- Page extract -
[Start of Attachment]

Low impact use of walking and skiing areas
- Getting there
- Being there
- Traffic damage
- Water supplies
- Human waste
- A low impact action list
State and national parks are a great resource shared by an ever-increasing number of people. Although many of these areas are vast, most use is often restricted to a few small areas, campsites, tracks, ridges and waterways. This rise in popularity and concentration of use has caused damage to many places of great beauty. Unfortunately, some recreationists are oblivious to this degradation. Others blame 'less sensitive users' for the damage and deny they are part of the cause. However, every outdoor recreationist has an impact on the environment they use and the resulting damage is the cumulative effect of all activities in an area.
Minimal impact strategies are now widely adopted by land managers and recreationists to reduce the impact of our presence, and it is the responsibility of every party leader to guide and encourage their groups in these matters. If the natural resources of this planet are to survive, care must be taken to limit the effects of our adoration.
There are eight main ways that people have an impact on the environment they love.
Try to limit cars to the number needed to transport everyone in reasonable comfort. Excessive cars cost money and have an unnecessary impact on the environment. Park only in defined parking spaces, and in locations which do not obstruct others. Stay on roads, and do not drive on roads that are closed to private vehicles. If the condition of an access road is such that driving a convoy of vehicles on it would cause damage, do not try to drive to the very start of the trip, but park and walk or ski to minimise damage.

[End of Attachment]

- What you need to do -
- 1) Translate this sentence from the page on low impact walking and skiing into Spanish: "There are eight main ways that people have an impact on the environment they love."
- 2) From the page on low impact walking and skiing, extract word for word the passage from "Minimal impact strategies" to "environment they love.".
The entries that come next are drawn from a different source than this page.

- Provided data -

[Start of Attachment]

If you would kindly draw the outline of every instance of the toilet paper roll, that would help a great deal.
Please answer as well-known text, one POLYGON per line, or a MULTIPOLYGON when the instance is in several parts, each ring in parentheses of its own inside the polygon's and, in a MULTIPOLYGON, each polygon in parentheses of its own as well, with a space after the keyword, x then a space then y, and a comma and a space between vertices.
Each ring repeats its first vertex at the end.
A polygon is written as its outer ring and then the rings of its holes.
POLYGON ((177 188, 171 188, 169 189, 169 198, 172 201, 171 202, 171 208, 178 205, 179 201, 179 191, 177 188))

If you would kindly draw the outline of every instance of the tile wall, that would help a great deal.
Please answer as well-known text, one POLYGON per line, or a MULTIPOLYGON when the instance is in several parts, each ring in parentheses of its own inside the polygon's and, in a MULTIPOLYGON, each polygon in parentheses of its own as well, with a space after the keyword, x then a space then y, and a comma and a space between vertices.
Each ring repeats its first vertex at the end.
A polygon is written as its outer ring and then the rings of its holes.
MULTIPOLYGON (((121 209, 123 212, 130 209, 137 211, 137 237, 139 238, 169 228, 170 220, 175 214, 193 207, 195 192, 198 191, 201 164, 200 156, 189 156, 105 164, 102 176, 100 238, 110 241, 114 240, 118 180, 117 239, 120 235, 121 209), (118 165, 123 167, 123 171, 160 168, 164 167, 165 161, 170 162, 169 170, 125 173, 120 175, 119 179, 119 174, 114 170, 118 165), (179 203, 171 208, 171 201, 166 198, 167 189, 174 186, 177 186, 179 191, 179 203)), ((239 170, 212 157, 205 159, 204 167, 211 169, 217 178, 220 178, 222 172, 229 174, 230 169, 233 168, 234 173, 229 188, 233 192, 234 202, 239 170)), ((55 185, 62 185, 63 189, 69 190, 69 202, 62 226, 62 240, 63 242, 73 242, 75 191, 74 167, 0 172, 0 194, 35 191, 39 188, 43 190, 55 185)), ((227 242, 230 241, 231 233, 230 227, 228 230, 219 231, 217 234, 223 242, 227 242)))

[End of Attachment]

- Answers for this exercise -
- 1) Hay ocho formas principales en que las personas tienen un impacto en el entorno que aman.

- 2)
Minimal impact strategies are now widely adopted by land managers and recreationists to reduce the impact of our presence, and it is the responsibility of every party leader to guide and encourage their groups in these matters. If the natural resources of this planet are to survive, care must be taken to limit the effects of our adoration.
There are eight main ways that people have an impact on the environment they love.